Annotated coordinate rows
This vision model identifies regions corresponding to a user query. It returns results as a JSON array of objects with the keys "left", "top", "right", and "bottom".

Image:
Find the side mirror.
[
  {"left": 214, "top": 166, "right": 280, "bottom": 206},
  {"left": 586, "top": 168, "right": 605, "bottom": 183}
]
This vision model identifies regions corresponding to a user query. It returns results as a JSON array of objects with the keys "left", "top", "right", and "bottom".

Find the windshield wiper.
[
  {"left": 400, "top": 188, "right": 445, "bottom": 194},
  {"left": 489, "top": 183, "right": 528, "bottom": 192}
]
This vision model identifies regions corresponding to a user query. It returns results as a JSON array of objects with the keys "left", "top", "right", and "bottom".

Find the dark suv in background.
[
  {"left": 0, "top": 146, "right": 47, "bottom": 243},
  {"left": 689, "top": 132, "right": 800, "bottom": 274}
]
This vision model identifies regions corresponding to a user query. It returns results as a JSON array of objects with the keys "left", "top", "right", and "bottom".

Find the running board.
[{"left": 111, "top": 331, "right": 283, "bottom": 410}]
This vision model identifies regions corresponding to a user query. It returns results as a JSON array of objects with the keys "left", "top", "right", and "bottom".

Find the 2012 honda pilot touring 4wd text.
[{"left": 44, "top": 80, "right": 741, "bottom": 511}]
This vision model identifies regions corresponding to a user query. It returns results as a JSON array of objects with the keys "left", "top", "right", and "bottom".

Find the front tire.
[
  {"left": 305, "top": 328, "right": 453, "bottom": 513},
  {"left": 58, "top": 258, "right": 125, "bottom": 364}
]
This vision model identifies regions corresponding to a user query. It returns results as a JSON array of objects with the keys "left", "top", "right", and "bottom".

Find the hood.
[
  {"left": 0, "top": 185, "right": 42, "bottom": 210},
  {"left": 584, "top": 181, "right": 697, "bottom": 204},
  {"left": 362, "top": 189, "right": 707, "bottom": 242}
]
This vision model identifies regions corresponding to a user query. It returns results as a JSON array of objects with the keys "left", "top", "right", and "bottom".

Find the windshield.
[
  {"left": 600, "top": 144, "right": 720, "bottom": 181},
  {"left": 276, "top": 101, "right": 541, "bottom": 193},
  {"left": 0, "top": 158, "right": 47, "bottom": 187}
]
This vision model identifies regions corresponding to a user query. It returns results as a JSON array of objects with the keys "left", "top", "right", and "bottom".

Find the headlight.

BRIEF: Pick out every line in the rows above that contains the word "Find" and copy each one.

FINISHED EXERCISE:
Find the side mirror.
Find the windshield wiper.
Find the dark suv in background.
Find the running board.
Find the 2012 honda pilot touring 4wd text.
Find the front tire.
Find the hood.
Find the windshield.
Find the headlight.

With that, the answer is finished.